┌─ Document excerpt

Thanks Ed! Probably why I could never hit on a make! I started to think the diff between corvette and jaguar was just add ons to a standard frame! The same way the automotive industry. From what im picking up is thats im right!? If i have,,, lets say a 1957 frame i can build any 57 "what have you",,, provided its in the proper weight class??? Is that correct?? Heavyweight,, midweight,,, or what's left!? Hw's being phantom, or other! And mw jag, corvette, is hornet an mid weight???


----------



## Rivnut

The early 50's era Schwinn balloon bikes would either have a cantilever frame, like the phantom and the panther, or a straight bar, like the Hornet.  Spend some time looking through the catalogs that are online. www.trfindley.com.  Read the descriptions, look at the illustrations, and every once in a while you'll run across a spec sheet.  In late 54, the middleweight bikes were introduced.  Except for some strange one-offs, the middleweights had cantilever frames.  Differences in models were dependent on what options they came with.  Balloon tire bike came with the S2 tubular rims with 26 x 2.125"  tires; middleweight tire bikes with the S7 tubular rims with 26 x 1-3/4" tires. (1-3/4" is NOT equivalent to 1.75" when dealing with  bicycle tires unless it says on the tire "for S7 wheels.")


----------



## CURTIS L LINDGREN

razinhellcustomz said:


> The skate board is pretty COOL TOO!!




That board is worth $$$$      I was a Professional Skateboarder in the 70's .   Rode Metal , then Clay, then Eurothane .   Frank Nasworthy CHANGED My Life When he put out Cadillac Wheels ......................then onto Road Riders Etc .     You guys are bringing back memories !    Here's a few of me back in the day .  Tony Alva taking lessons in the background on pic 3 !   ( 1975 Hang Ten Contest )    Ride Safe !

└─
┌─ Records for this task

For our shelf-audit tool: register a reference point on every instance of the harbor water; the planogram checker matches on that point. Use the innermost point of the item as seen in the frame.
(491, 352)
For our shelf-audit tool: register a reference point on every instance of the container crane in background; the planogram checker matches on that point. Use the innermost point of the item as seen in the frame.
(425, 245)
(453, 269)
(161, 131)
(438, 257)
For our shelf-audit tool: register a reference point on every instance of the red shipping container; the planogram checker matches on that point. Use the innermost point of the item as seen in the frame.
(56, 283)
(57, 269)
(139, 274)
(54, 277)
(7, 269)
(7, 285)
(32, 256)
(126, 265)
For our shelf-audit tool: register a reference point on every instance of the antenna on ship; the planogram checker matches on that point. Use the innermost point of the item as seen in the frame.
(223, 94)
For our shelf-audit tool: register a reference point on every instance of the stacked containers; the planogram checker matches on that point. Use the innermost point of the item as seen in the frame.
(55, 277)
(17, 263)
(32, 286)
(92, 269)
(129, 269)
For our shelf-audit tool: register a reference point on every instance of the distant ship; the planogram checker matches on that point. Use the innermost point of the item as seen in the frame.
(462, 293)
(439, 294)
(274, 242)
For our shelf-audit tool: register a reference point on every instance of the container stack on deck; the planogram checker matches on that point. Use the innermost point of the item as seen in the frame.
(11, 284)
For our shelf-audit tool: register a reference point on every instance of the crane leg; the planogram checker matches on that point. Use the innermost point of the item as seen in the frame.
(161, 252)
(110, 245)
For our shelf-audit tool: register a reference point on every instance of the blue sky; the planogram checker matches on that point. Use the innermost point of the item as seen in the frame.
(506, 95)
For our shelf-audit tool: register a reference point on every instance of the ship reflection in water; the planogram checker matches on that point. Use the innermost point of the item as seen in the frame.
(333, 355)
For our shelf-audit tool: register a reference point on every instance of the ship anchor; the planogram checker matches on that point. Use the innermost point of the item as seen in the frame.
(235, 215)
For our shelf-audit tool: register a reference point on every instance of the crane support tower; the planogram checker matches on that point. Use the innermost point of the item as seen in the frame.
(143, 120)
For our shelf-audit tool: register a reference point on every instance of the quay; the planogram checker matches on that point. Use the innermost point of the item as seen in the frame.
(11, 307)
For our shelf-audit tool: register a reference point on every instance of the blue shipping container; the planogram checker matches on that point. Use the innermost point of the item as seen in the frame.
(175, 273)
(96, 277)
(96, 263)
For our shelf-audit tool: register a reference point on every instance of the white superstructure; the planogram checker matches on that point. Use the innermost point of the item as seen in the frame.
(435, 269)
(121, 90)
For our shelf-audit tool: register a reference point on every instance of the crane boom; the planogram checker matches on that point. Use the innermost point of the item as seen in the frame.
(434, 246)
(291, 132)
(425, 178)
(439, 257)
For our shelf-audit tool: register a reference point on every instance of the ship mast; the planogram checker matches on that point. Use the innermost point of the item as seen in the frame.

└─

» **Objectives**
1. For each statement, say whether it agrees with the forum thread about vintage Schwinn bicycles, answering yes or no and quoting the deciding words: (a) Middleweight bikes were introduced in late 1954. (b) The Hornet had a cantilever frame. (c) Balloon tire bikes came with S7 rims.
2. Gather every line of the listing that contains the string "shipping".
The forum thread and the listing come from unrelated sources.

» **Completed exercise**
1.
(a) Yes: "In late 54, the middleweight bikes were introduced."
(b) No: "or a straight bar, like the Hornet."
(c) No: "Balloon tire bike came with the S2 tubular rims"

2.
For our shelf-audit tool: register a reference point on every instance of the red shipping container; the planogram checker matches on that point. Use the innermost point of the item as seen in the frame.
For our shelf-audit tool: register a reference point on every instance of the blue shipping container; the planogram checker matches on that point. Use the innermost point of the item as seen in the frame.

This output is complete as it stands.